• [Exercise description]: Transcribe all of the data exactly, leaving nothing out.

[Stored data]
/---

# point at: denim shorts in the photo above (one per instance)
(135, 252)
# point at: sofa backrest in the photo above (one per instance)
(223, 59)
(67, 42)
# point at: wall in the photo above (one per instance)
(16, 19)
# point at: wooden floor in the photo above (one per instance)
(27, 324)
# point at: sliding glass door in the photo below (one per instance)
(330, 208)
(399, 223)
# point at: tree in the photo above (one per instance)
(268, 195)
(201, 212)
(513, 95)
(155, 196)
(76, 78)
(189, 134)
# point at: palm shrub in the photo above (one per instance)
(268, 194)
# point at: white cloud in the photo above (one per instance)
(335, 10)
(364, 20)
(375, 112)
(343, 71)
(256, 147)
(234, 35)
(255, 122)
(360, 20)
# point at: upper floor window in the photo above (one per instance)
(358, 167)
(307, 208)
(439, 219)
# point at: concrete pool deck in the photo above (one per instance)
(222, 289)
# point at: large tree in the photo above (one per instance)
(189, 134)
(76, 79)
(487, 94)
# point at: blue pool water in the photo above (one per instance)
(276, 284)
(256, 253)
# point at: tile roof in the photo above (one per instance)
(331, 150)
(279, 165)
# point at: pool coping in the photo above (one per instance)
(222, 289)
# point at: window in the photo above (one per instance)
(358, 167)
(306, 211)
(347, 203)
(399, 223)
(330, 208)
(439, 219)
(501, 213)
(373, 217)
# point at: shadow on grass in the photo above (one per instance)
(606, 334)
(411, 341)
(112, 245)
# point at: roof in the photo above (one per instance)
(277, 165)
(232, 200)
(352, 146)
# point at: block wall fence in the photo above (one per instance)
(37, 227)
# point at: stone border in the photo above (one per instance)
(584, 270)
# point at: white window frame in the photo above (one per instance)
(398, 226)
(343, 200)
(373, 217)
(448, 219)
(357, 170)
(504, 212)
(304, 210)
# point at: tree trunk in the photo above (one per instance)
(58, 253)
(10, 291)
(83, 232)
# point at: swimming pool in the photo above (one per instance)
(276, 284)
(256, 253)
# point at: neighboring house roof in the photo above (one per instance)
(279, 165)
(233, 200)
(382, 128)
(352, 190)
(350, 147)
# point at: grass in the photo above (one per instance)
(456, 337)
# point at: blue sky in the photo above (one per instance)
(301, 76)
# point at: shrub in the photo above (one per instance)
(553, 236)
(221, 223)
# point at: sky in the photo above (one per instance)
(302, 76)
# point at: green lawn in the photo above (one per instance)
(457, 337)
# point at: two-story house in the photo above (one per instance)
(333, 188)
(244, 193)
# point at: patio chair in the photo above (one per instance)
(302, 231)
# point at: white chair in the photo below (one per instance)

\---

• [Reply]:
# point at: denim shorts in the photo above (one per instance)
(135, 252)
# point at: sofa backrest in the photo above (one per instance)
(223, 59)
(67, 42)
# point at: wall in the photo above (one per instance)
(16, 19)
# point at: wooden floor in the photo above (one per instance)
(27, 324)
# point at: sliding glass door in the photo below (one per instance)
(330, 208)
(399, 223)
# point at: tree in the photo above (one per instance)
(268, 195)
(201, 212)
(513, 95)
(155, 196)
(76, 78)
(189, 134)
# point at: palm shrub in the photo above (one per instance)
(268, 194)
# point at: white cloud in the photo above (one per instance)
(335, 10)
(364, 20)
(375, 112)
(343, 71)
(256, 147)
(234, 35)
(255, 122)
(360, 20)
# point at: upper floor window in the photo above (one per instance)
(358, 167)
(307, 208)
(439, 219)
# point at: concrete pool deck in the photo above (one per instance)
(222, 289)
# point at: large tree in the photo above (one per instance)
(189, 134)
(76, 79)
(487, 94)
# point at: blue pool water in the photo above (one per instance)
(276, 284)
(256, 253)
# point at: tile roof in the photo above (one per instance)
(331, 150)
(279, 165)
# point at: pool coping in the photo above (one per instance)
(222, 289)
# point at: window in the photo above (one per instance)
(358, 167)
(306, 211)
(347, 203)
(399, 223)
(330, 208)
(439, 219)
(501, 213)
(373, 217)
# point at: shadow on grass in the photo above (one per instance)
(606, 334)
(411, 341)
(112, 245)
# point at: roof in the photo above (one per instance)
(277, 165)
(232, 200)
(352, 146)
# point at: block wall fence in the photo above (one per instance)
(37, 227)
# point at: stone border in the photo above (one per instance)
(584, 270)
# point at: white window frame in the photo above (one per instance)
(398, 226)
(343, 200)
(373, 217)
(448, 219)
(357, 170)
(504, 212)
(304, 210)
# point at: tree trunk in the photo above (one per instance)
(58, 253)
(10, 291)
(83, 232)
# point at: swimming pool in the photo above (one per instance)
(276, 284)
(256, 253)
# point at: neighboring house roof in the photo above (one per instance)
(279, 165)
(233, 200)
(382, 128)
(352, 190)
(350, 147)
# point at: grass in the photo above (one per instance)
(456, 337)
# point at: blue sky in the photo above (one per instance)
(301, 76)
# point at: shrub in the photo above (one per instance)
(553, 236)
(221, 223)
# point at: sky in the photo above (one per instance)
(302, 76)
# point at: green lawn in the photo above (one per instance)
(457, 337)
# point at: two-story house in the photo above (one per instance)
(333, 188)
(244, 193)
# point at: patio chair in the photo above (one per instance)
(302, 231)
# point at: white chair in the photo below (one per instance)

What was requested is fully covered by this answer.